_To do:_ Rewrite every line of the items below as a JSON list of strings, one string per line, skipping blank lines. Leave the pictures out of the answer.

(Data entries)
+++++

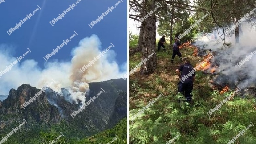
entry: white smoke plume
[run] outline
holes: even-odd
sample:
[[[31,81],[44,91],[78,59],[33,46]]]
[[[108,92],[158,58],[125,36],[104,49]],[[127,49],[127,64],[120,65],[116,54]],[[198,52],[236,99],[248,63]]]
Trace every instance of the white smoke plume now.
[[[53,80],[55,82],[49,87],[53,90],[60,93],[61,88],[67,89],[71,94],[72,99],[75,101],[79,99],[84,102],[84,96],[89,89],[89,83],[120,78],[127,72],[127,63],[123,64],[124,66],[119,67],[115,60],[116,54],[113,50],[118,48],[115,47],[82,72],[80,69],[84,65],[90,63],[103,50],[106,51],[107,47],[101,48],[101,45],[97,36],[94,35],[87,37],[81,40],[78,45],[73,49],[71,62],[48,62],[43,69],[37,66],[37,62],[33,60],[22,60],[21,62],[1,77],[0,95],[8,95],[11,88],[16,89],[24,83],[42,88],[52,83]],[[6,45],[0,45],[0,49],[2,50],[0,52],[0,71],[4,70],[7,66],[16,59],[16,56],[11,57],[10,52],[4,50],[10,49],[10,47]],[[36,56],[37,54],[33,51],[32,49],[31,50],[31,53],[28,54]]]
[[[256,54],[242,65],[239,64],[241,60],[244,60],[251,52],[253,54],[253,52],[256,50],[255,24],[255,21],[242,23],[241,27],[239,27],[242,31],[239,32],[239,44],[236,44],[234,32],[234,34],[229,36],[227,37],[225,34],[225,43],[231,43],[230,46],[223,46],[222,39],[224,38],[223,36],[221,37],[222,39],[220,38],[219,34],[220,36],[223,33],[222,29],[220,29],[218,30],[219,34],[217,33],[217,38],[221,42],[219,44],[216,40],[210,40],[211,38],[214,39],[212,38],[214,37],[214,33],[212,33],[207,37],[203,37],[195,44],[200,45],[207,44],[206,48],[211,48],[217,51],[218,54],[213,60],[214,62],[218,61],[220,64],[219,72],[227,76],[227,79],[230,81],[238,83],[239,87],[241,88],[256,86],[255,84],[256,83]]]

+++++

_Response:_
[
  "entry: white smoke plume",
  "[run] outline",
  "holes: even-odd",
  "sample:",
  "[[[31,81],[44,91],[78,59],[33,46]]]",
  "[[[108,92],[158,58],[125,36],[104,49]],[[127,49],[127,64],[120,65],[116,54]],[[198,52],[236,99],[248,63]]]",
  "Trace every instance of the white smoke plume now.",
  "[[[53,80],[55,82],[49,87],[53,90],[60,93],[61,88],[67,89],[71,94],[72,99],[75,101],[79,99],[84,102],[84,96],[89,89],[89,83],[120,78],[127,72],[127,63],[123,64],[124,66],[119,67],[115,60],[116,54],[113,50],[118,48],[115,47],[82,72],[80,69],[84,65],[90,63],[103,50],[106,51],[107,47],[101,48],[101,45],[97,36],[94,35],[87,37],[81,40],[78,45],[73,49],[71,62],[48,62],[43,69],[37,66],[37,62],[33,60],[22,60],[21,62],[1,77],[0,95],[8,95],[11,88],[16,89],[24,83],[42,88],[52,83]],[[6,45],[0,45],[0,49],[2,50],[0,52],[0,71],[4,70],[7,66],[16,59],[16,56],[11,57],[10,52],[4,50],[10,49],[10,47]],[[36,56],[37,54],[33,51],[32,49],[31,50],[31,53],[28,54]]]",
  "[[[256,54],[242,65],[239,64],[241,60],[244,60],[251,52],[253,54],[253,52],[256,50],[255,24],[255,21],[242,23],[241,27],[239,27],[242,31],[239,32],[239,44],[236,44],[234,32],[234,34],[229,36],[227,37],[225,34],[225,43],[231,43],[230,46],[223,46],[222,39],[224,38],[223,36],[221,37],[222,39],[220,38],[219,34],[220,36],[223,33],[222,29],[220,29],[218,30],[219,34],[217,33],[217,38],[221,42],[219,44],[216,40],[210,40],[211,38],[214,39],[212,38],[214,37],[214,33],[212,33],[207,37],[203,37],[195,44],[200,45],[207,44],[206,48],[211,48],[217,51],[218,54],[213,60],[214,62],[218,61],[220,64],[219,72],[227,76],[227,79],[230,81],[238,83],[239,87],[241,88],[256,86],[255,84],[256,83]]]"
]